Exercise requirements:
Please set down, word for word, the line that contains "For each instance of the industrial" and every line after it to the end of the entries below, omitting the pictures.

Material to process:
_ _ _ _ _
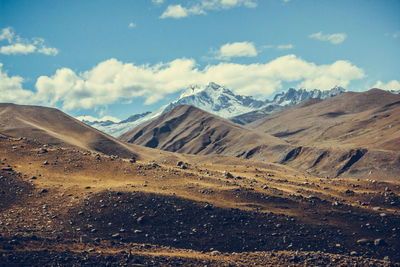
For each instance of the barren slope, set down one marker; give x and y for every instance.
(357, 134)
(370, 119)
(66, 207)
(51, 126)
(187, 129)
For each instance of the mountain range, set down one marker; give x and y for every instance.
(220, 101)
(352, 134)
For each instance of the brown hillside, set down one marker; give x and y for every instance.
(187, 129)
(51, 126)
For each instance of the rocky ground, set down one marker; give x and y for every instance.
(60, 206)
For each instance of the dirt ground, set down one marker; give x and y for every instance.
(61, 206)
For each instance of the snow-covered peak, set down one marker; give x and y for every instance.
(217, 100)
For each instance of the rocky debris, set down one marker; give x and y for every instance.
(228, 175)
(42, 150)
(379, 242)
(349, 192)
(363, 241)
(183, 165)
(116, 236)
(171, 221)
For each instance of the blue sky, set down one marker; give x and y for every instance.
(118, 58)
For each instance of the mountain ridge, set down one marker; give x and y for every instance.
(219, 101)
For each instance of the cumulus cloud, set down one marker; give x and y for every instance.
(391, 85)
(175, 11)
(285, 47)
(18, 48)
(201, 7)
(17, 45)
(237, 49)
(7, 34)
(112, 80)
(335, 38)
(11, 89)
(94, 119)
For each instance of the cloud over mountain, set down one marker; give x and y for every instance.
(113, 80)
(17, 45)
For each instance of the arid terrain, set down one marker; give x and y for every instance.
(68, 200)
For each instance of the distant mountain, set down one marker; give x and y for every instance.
(352, 134)
(217, 100)
(356, 133)
(286, 99)
(187, 129)
(220, 101)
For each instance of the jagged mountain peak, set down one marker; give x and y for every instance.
(216, 99)
(221, 101)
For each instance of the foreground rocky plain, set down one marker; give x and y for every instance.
(59, 205)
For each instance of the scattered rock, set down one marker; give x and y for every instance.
(116, 236)
(228, 175)
(379, 242)
(42, 150)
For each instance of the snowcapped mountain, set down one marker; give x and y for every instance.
(220, 101)
(286, 99)
(217, 100)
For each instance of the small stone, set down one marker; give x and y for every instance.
(44, 191)
(228, 175)
(42, 150)
(363, 241)
(116, 236)
(215, 253)
(84, 239)
(379, 242)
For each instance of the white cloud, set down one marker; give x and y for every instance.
(11, 89)
(237, 49)
(18, 48)
(202, 6)
(391, 85)
(335, 38)
(93, 119)
(285, 47)
(7, 34)
(18, 45)
(175, 11)
(49, 51)
(112, 80)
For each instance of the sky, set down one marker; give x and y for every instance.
(112, 59)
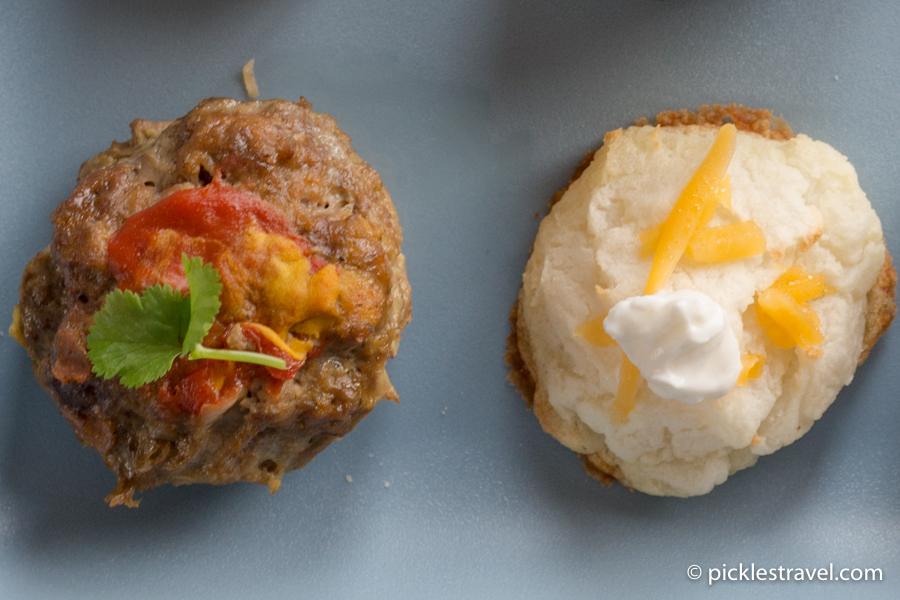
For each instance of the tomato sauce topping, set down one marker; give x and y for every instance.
(270, 282)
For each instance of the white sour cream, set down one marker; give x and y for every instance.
(681, 342)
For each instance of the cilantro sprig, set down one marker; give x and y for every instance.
(139, 336)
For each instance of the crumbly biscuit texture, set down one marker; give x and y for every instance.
(805, 197)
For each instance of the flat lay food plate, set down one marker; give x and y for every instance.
(474, 113)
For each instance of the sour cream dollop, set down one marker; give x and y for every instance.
(681, 341)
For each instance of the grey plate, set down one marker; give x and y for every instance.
(474, 111)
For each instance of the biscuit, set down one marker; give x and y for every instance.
(806, 198)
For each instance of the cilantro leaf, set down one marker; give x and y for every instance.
(205, 286)
(137, 337)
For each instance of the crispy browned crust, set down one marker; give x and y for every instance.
(881, 306)
(297, 161)
(880, 310)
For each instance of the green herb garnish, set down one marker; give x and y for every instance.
(138, 337)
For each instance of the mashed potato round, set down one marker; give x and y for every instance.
(806, 198)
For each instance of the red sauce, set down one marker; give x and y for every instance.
(210, 222)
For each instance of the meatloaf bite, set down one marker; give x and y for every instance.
(220, 296)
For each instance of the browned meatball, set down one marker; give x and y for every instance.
(293, 160)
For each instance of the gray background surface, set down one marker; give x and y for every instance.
(474, 111)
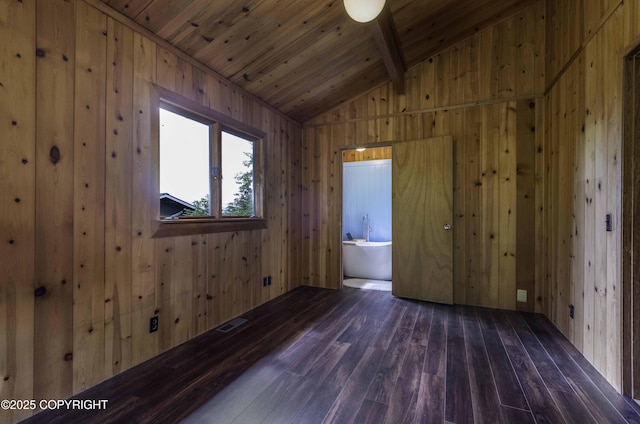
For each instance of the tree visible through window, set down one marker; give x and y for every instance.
(206, 170)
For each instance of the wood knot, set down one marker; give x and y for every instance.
(54, 155)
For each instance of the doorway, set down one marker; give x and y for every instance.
(366, 217)
(631, 227)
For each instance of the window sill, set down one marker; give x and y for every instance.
(174, 228)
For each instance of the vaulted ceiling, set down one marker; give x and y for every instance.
(304, 57)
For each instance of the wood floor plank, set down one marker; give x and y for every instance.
(383, 384)
(547, 369)
(507, 383)
(404, 398)
(420, 333)
(340, 356)
(571, 362)
(485, 400)
(353, 393)
(371, 412)
(437, 343)
(540, 400)
(458, 391)
(430, 407)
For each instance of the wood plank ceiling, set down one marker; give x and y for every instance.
(306, 56)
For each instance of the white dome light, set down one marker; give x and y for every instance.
(363, 10)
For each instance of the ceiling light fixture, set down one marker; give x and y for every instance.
(363, 10)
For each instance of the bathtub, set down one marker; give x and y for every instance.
(367, 259)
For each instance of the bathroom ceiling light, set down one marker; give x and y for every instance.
(363, 10)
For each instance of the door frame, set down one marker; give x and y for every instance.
(631, 225)
(340, 235)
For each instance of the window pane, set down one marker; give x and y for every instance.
(184, 166)
(237, 176)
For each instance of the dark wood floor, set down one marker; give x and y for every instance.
(357, 356)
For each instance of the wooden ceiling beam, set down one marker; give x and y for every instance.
(383, 31)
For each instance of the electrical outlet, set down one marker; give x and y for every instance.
(153, 324)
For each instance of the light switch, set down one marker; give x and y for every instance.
(522, 296)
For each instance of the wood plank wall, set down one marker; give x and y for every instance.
(81, 275)
(586, 43)
(375, 153)
(487, 92)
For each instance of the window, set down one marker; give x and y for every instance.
(210, 170)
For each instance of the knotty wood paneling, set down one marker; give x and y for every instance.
(375, 153)
(304, 57)
(89, 198)
(79, 182)
(584, 137)
(54, 200)
(118, 198)
(469, 92)
(17, 201)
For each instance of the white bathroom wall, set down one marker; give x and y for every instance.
(367, 190)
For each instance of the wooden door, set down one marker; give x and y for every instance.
(422, 223)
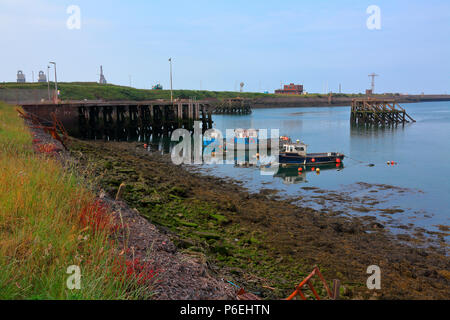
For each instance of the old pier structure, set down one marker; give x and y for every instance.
(125, 120)
(378, 112)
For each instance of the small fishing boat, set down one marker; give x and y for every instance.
(243, 139)
(295, 153)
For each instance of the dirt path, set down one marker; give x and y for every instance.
(263, 244)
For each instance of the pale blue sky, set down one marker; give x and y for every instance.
(217, 44)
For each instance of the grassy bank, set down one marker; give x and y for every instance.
(264, 244)
(49, 221)
(94, 91)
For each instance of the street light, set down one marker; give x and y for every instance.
(171, 93)
(56, 82)
(48, 82)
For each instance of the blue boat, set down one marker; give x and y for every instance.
(296, 154)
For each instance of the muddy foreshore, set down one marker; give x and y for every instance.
(262, 243)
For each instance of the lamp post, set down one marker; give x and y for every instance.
(171, 92)
(48, 82)
(56, 83)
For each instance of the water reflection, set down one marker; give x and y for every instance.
(298, 174)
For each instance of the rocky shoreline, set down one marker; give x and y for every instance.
(264, 244)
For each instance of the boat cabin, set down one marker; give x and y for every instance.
(297, 148)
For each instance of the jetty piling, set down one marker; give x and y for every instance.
(125, 120)
(233, 106)
(378, 112)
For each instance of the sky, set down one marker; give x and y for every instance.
(215, 45)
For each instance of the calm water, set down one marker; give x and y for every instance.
(421, 149)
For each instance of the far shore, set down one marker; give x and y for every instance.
(301, 101)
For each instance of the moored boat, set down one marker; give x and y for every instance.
(296, 154)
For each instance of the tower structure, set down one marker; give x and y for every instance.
(102, 77)
(373, 75)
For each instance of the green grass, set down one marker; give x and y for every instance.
(94, 91)
(41, 233)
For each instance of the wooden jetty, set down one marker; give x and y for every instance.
(124, 120)
(232, 106)
(382, 112)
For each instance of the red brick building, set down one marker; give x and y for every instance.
(291, 89)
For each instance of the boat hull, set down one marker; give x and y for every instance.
(311, 159)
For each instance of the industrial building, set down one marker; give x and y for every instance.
(20, 77)
(291, 89)
(42, 77)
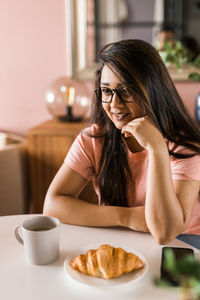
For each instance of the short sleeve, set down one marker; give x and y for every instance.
_ _ _ _ _
Solution:
For each instance of the industrial building, set down one marker; give x and y for every instance.
(20, 77)
(291, 89)
(42, 77)
For each instance of the short sleeve, set down one marker; give x and y for every instance.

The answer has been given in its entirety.